--- TEXTE FOURNI ---
——

Plaisir et Souffrance au travail : autres éléments de cours

2004-2014

Pourquoi le travail engendre nécessairement de la souffrance ?

La souffrance, telle qu’elle est entendue en psychodynamique du travail, relève d’un vécu qui a son origine dans la confrontation avec le réel du monde. C'est-à-dire la mise en échec par le monde qui résiste C’est parce que je ne suis pas tout puissant sur les choses et sur les autres, que cela me résiste que je souffre ; C’est parce que je souffre, que je me confronte au réel des choses que je vais me mettre en action, agir sur le monde pour le transformer, ce qui va aussi me transformer.

Nous rencontrons le monde sous une forme affective, avec des émotions, des sentiments, un état du corps, et pas seulement de la pensée. Cette affectivité ressentie, éprouvée, c’est la subjectivité. La souffrance, c’est aussi un point de départ, elle permet la mobilisation du sujet pour trouver à surmonter ce qui résiste. Elle est à l’origine de l’intelligence qui part à la recherche du monde pour apaiser la souffrance, pour s’éprouver soi-même et se transformer.

La souffrance n’est pas propre au travail, mais elle est inscrite d’emblée dans les situations de travail.

C'est quoi le travail?

La psychodynamique du travail va proposer une nouvelle définition du travail : « le travail, c'est la mobilisation des hommes et des femmes face à ce qui n'est pas prévu par la prescription, face à ce qui n'est pas donné par l'organisation du travail. » (Philippe Davezies- Eléments de psychodynamique du travail. in Éducation Permanente n°116, 1993-3, 33-46 ).

C’est une définition plus technique, liée à l’expérience ergonomique, et qui met au centre la distinction entre travail prescrit et travail réel. Autrement dit, la question du travail est à repérer dans l’écart entre travail prescrit et travail réel. Le travail prescrit est ce qu’on doit faire (tache) et le travail réel ce qu’on fait « activité ». Cet écart est  observable dans toutes les situations de travail. Ce décalage est en rapport avec le caractère fondamentalement instable du travail. Ainsi, chaque opérateur est destinataire de prescriptions qui, prisent séparément, peuvent toutes être légitimes mais qui, combinées ensemble, ne sont pas forcément immédiatement compatibles, voire peuvent s’avérer contradictoires.

——

[Entrées enregistrées]
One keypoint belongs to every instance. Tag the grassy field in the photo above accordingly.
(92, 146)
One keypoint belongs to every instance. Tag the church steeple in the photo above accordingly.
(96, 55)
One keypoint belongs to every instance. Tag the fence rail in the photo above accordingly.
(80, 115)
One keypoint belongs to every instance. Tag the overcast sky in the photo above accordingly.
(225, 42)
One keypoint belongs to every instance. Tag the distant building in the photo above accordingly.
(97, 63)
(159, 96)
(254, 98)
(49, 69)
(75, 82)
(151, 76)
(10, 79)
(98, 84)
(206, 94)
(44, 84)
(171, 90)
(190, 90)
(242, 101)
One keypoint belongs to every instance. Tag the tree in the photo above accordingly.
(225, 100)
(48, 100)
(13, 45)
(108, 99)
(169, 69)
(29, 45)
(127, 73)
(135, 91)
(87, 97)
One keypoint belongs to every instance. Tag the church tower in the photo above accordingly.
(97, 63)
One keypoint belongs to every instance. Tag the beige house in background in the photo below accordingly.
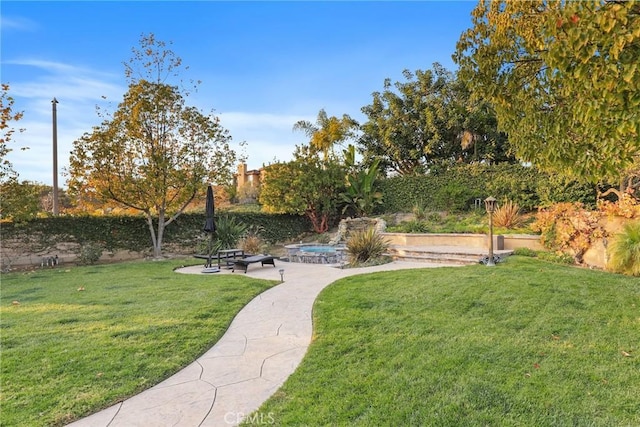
(248, 182)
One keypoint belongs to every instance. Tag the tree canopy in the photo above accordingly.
(7, 116)
(327, 132)
(427, 121)
(306, 186)
(563, 78)
(154, 154)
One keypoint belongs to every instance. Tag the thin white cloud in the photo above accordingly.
(17, 23)
(78, 90)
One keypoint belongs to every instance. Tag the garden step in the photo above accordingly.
(442, 254)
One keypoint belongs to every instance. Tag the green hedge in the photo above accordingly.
(132, 232)
(456, 189)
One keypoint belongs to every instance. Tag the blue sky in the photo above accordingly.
(263, 65)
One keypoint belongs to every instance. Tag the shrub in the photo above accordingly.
(365, 245)
(555, 257)
(453, 197)
(625, 250)
(508, 215)
(228, 233)
(420, 211)
(525, 252)
(627, 206)
(413, 226)
(568, 228)
(89, 253)
(252, 242)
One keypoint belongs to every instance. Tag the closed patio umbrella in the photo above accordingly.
(210, 222)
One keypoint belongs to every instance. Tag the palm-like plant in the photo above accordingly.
(327, 131)
(625, 250)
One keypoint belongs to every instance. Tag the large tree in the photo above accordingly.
(427, 122)
(564, 80)
(154, 154)
(306, 186)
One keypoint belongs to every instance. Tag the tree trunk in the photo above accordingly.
(157, 247)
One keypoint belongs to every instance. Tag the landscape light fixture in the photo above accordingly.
(490, 205)
(55, 155)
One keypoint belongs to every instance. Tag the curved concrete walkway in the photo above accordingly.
(264, 344)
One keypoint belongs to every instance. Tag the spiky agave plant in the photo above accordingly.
(625, 250)
(365, 245)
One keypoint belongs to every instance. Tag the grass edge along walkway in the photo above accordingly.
(524, 343)
(78, 339)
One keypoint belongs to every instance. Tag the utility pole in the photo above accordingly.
(55, 156)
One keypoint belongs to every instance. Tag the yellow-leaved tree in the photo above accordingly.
(154, 154)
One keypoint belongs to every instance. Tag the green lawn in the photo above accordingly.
(68, 352)
(526, 343)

——

--- TRAVAIL À FAIRE ---
1 – Dites si chacune de ces affirmations est conforme au texte sur le plaisir et la souffrance au travail, en répondant par oui ou par non et en citant à l'identique les mots du texte qui permettent de trancher : (a) la souffrance est propre au travail ; (b) le travail réel désigne ce qu'on fait ; (c) l'écart entre travail prescrit et travail réel ne s'observe que dans certaines situations de travail.
2 – Recopiez mot pour mot, dans le texte sur le plaisir et la souffrance au travail, le passage qui va de « La souffrance n’est » jusqu'à « 1993-3, 33-46 ). ».
Ce matériel forme un ensemble à part, distinct du texte.

--- RÉPONSES ATTENDUES ---
1 –
(a) Non : « La souffrance n’est pas propre au travail »
(b) Oui : « le travail réel ce qu’on fait « activité » »
(c) Non : « observable dans toutes les situations de travail »

2 –
La souffrance n’est pas propre au travail, mais elle est inscrite d’emblée dans les situations de travail.

C'est quoi le travail?

La psychodynamique du travail va proposer une nouvelle définition du travail : « le travail, c'est la mobilisation des hommes et des femmes face à ce qui n'est pas prévu par la prescription, face à ce qui n'est pas donné par l'organisation du travail. » (Philippe Davezies- Eléments de psychodynamique du travail. in Éducation Permanente n°116, 1993-3, 33-46 ).